**What to produce:**
Below is a set of entries; copy all of them exactly.

........

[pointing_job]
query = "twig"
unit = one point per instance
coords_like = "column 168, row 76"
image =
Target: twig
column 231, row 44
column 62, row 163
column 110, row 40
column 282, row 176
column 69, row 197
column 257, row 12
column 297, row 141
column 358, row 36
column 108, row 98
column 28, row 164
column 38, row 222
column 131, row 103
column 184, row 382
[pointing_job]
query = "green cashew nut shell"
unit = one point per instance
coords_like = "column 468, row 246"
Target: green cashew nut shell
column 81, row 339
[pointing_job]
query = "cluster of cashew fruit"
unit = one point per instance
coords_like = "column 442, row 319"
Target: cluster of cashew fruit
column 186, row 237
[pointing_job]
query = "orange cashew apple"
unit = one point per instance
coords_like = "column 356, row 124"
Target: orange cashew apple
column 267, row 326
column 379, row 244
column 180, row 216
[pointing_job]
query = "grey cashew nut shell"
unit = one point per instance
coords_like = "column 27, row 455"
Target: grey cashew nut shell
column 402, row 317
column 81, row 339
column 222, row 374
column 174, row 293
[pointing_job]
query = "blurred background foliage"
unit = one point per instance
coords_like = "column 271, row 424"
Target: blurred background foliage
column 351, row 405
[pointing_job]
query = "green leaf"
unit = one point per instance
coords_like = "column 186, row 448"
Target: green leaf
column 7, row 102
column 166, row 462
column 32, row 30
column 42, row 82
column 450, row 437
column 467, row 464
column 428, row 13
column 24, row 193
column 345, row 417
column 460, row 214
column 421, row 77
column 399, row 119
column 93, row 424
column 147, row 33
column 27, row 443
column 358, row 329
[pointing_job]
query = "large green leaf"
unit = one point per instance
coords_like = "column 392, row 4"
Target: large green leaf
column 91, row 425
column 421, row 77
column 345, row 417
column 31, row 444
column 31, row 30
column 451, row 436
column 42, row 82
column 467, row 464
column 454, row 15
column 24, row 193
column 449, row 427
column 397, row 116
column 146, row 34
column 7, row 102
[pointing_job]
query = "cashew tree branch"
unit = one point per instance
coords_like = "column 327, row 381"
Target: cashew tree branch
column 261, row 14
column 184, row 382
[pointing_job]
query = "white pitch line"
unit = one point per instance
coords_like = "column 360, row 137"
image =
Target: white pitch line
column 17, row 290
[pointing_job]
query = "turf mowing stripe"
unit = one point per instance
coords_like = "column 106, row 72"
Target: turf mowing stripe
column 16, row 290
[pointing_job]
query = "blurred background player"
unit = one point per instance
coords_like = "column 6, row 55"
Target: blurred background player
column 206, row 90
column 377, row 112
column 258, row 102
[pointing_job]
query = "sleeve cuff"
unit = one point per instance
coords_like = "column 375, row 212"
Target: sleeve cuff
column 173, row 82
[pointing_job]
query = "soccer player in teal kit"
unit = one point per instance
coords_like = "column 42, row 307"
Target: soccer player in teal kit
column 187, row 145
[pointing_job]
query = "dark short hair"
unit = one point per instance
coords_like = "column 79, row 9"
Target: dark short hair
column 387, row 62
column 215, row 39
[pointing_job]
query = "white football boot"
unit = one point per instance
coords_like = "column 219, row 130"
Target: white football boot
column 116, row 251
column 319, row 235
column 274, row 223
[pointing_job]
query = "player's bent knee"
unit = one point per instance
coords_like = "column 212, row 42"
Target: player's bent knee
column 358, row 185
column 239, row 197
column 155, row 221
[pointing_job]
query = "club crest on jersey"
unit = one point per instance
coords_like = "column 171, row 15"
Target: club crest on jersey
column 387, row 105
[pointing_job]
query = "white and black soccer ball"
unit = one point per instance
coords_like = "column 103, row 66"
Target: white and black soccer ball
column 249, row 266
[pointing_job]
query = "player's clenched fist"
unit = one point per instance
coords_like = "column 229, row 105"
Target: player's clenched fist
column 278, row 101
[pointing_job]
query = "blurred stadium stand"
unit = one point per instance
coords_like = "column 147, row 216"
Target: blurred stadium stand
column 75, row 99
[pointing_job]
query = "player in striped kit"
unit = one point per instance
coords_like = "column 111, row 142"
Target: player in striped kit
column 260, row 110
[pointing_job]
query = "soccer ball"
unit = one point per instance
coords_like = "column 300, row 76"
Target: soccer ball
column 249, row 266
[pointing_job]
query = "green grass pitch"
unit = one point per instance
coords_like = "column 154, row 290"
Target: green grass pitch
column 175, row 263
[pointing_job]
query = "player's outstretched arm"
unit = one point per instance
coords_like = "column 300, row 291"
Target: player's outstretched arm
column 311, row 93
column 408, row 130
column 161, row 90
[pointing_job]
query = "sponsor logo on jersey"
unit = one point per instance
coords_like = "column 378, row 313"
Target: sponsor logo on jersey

........

**Answer box:**
[pointing_job]
query = "twig"
unit = one point per instance
coords_like = "column 168, row 76"
image =
Target: twig
column 231, row 44
column 62, row 163
column 110, row 40
column 282, row 176
column 69, row 197
column 257, row 12
column 297, row 141
column 358, row 36
column 108, row 98
column 28, row 164
column 38, row 222
column 131, row 103
column 184, row 382
[pointing_job]
query = "green cashew nut shell"
unit = one point per instance
coords_like = "column 468, row 246"
Target: green cashew nut shell
column 81, row 339
[pointing_job]
query = "cluster of cashew fruit"
unit = one point per instance
coords_like = "column 442, row 319"
Target: cluster of cashew fruit
column 186, row 237
[pointing_job]
query = "orange cashew apple"
unit = one point per instance
coords_like = "column 356, row 124"
Target: orange cashew apple
column 267, row 326
column 379, row 244
column 180, row 216
[pointing_job]
query = "grey cashew nut shell"
unit = one point per instance
coords_like = "column 27, row 455"
Target: grey cashew nut shell
column 402, row 317
column 81, row 339
column 222, row 374
column 174, row 293
[pointing_job]
query = "blurred background foliage"
unit = one point per instance
coords_like = "column 271, row 424"
Target: blurred background foliage
column 351, row 405
[pointing_job]
query = "green leaf"
unit = one point per instance
coords_like = "column 186, row 448"
Target: green leaf
column 7, row 102
column 166, row 462
column 32, row 30
column 42, row 82
column 450, row 437
column 467, row 464
column 428, row 13
column 24, row 193
column 345, row 417
column 460, row 214
column 421, row 77
column 399, row 119
column 93, row 424
column 147, row 33
column 27, row 443
column 358, row 329
[pointing_job]
query = "large green leaf"
unit = one point per instance
coords_like = "column 392, row 4"
Target: large green leaf
column 91, row 425
column 421, row 77
column 345, row 417
column 31, row 444
column 31, row 30
column 451, row 436
column 42, row 82
column 467, row 464
column 454, row 15
column 24, row 193
column 449, row 427
column 397, row 116
column 146, row 34
column 7, row 102
[pointing_job]
query = "cashew tree branch"
unit = one point per instance
coords_like = "column 327, row 381"
Target: cashew tree branch
column 261, row 14
column 184, row 382
[pointing_job]
query = "white pitch line"
unit = one point per instance
coords_like = "column 360, row 137"
image =
Target: white pitch line
column 17, row 290
[pointing_job]
query = "turf mowing stripe"
unit = one point per instance
coords_like = "column 106, row 72"
Target: turf mowing stripe
column 16, row 290
[pointing_job]
query = "blurred background player"
unit = one point per instance
coords_like = "column 6, row 55"
Target: blurred background player
column 206, row 90
column 377, row 112
column 258, row 102
[pointing_job]
query = "sleeve cuff"
unit = one point per instance
coords_like = "column 375, row 212"
Target: sleeve cuff
column 173, row 82
[pointing_job]
query = "soccer player in teal kit"
unit = one point per instance
coords_like = "column 42, row 307"
Target: soccer player in teal kit
column 187, row 145
[pointing_job]
query = "dark short hair"
unit = one point per instance
coords_like = "column 79, row 9"
Target: dark short hair
column 387, row 62
column 215, row 39
[pointing_job]
query = "white football boot"
unit = one point per instance
coords_like = "column 219, row 130"
Target: white football boot
column 116, row 251
column 319, row 235
column 274, row 223
[pointing_job]
query = "player's bent knee"
unit = one point per instance
coords_like = "column 212, row 42"
Target: player's bent knee
column 358, row 185
column 239, row 197
column 155, row 221
[pointing_job]
query = "club crest on jersey"
unit = one point per instance
coords_like = "column 171, row 15"
Target: club crest on jersey
column 387, row 105
[pointing_job]
query = "white and black soccer ball"
unit = one point per instance
coords_like = "column 103, row 66"
Target: white and black soccer ball
column 249, row 266
[pointing_job]
query = "player's clenched fist"
unit = one point per instance
coords_like = "column 229, row 105"
Target: player's clenched fist
column 278, row 101
[pointing_job]
query = "blurred stadium stand"
unit = one point per instance
coords_like = "column 147, row 216"
Target: blurred stadium stand
column 75, row 99
[pointing_job]
query = "player in striped kit"
unit = one point per instance
coords_like = "column 111, row 142"
Target: player in striped kit
column 260, row 110
[pointing_job]
query = "soccer ball"
unit = one point per instance
coords_like = "column 300, row 76"
Target: soccer ball
column 249, row 266
[pointing_job]
query = "green grass pitch"
unit = one point per instance
coords_like = "column 154, row 290"
Target: green grass pitch
column 175, row 263
[pointing_job]
query = "player's outstretched arm"
unit = one point per instance
coords_like = "column 300, row 291"
Target: player's outstretched arm
column 311, row 93
column 408, row 130
column 161, row 90
[pointing_job]
query = "sponsor logo on jersey"
unit = one point per instance
coords_like = "column 378, row 313"
Target: sponsor logo on jersey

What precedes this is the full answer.